(Dataset rows showing where objects appear)
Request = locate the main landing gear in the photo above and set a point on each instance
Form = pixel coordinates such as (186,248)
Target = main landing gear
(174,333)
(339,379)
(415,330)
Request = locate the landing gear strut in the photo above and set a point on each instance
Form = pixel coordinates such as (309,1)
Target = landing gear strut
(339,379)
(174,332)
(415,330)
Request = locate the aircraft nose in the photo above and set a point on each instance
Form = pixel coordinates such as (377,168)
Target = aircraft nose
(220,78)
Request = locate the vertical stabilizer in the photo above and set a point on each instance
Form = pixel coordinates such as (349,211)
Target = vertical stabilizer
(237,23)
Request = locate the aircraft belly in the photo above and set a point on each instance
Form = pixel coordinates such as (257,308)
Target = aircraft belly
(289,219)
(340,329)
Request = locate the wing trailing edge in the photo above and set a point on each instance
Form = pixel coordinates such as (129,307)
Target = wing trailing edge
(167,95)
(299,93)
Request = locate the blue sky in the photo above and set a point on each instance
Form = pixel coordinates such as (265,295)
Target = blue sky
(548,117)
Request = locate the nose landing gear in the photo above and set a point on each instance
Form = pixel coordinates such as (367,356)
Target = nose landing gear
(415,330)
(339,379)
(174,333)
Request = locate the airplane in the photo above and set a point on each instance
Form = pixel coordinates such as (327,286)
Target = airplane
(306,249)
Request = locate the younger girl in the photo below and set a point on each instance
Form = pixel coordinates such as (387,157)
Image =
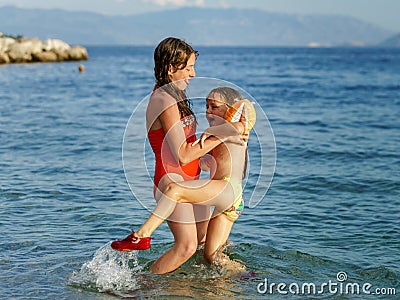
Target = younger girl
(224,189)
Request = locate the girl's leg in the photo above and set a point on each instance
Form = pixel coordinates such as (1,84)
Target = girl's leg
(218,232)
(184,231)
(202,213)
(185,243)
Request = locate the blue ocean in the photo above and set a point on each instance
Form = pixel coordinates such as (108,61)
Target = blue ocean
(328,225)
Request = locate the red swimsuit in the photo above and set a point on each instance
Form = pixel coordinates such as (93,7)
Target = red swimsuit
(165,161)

→ **WORK TO DO**
Copy out all of the material above word for word, leaving out the pictures.

→ **RESPONSE FOR THIS EXERCISE**
Request = locate the main landing gear in the photo above and set a point on each instance
Form = pixel coordinates such as (186,248)
Target = main landing gear
(174,333)
(339,379)
(415,330)
Request = locate the landing gear strut in the photo above and set a point on each instance
Form = pixel coordinates such as (309,1)
Target = landing gear strut
(339,379)
(174,332)
(415,330)
Request = locate the aircraft nose in the photo above and set a point on each instance
Form = pixel coordinates such as (377,168)
Target = aircraft nose
(220,78)
Request = locate the vertical stabilizer in the photo above and set a point on each instance
Form = pixel coordinates such as (349,211)
Target = vertical stabilizer
(237,23)
Request = locate the aircraft belly in the photo above and set a point on each instance
Form = pixel coordinates such as (257,308)
Target = aircraft belly
(289,219)
(340,329)
Request = locate the wing trailing edge in the photo above and set a point on each instance
Form = pixel coordinates such as (129,307)
Target = wing trailing edge
(167,95)
(299,93)
Request = locate the blue sky in the photo above and set a point on each instance
Form = pixel coordinates such as (265,295)
Target = blue sky
(548,117)
Request = locate the nose landing gear in the photo above and set a point on each instance
Form = pixel coordinates such as (367,356)
Target = nose landing gear
(415,330)
(339,379)
(174,333)
Request = locate the airplane in the photo above and set a point on each instance
Form = pixel coordinates such as (327,286)
Target = airplane
(306,249)
Request = locate the younger girl in the photo below and set a point on each instance
Form = pixel coordinates such as (387,157)
Image =
Target = younger girl
(224,189)
Request = locate the girl's leg in the photo above and set a point on each instance
Form = pixel coordinates such as (1,84)
Target = girl's leg
(218,232)
(184,231)
(202,213)
(185,243)
Request = locate the blue ocean in the photo above and set a point on each instance
Form = pixel coordinates such as (108,61)
Target = blue ocean
(328,225)
Request = locate the red swimsuit in the photo above and set a point on each instance
Form = pixel coordinates such as (93,7)
Target = red swimsuit
(165,161)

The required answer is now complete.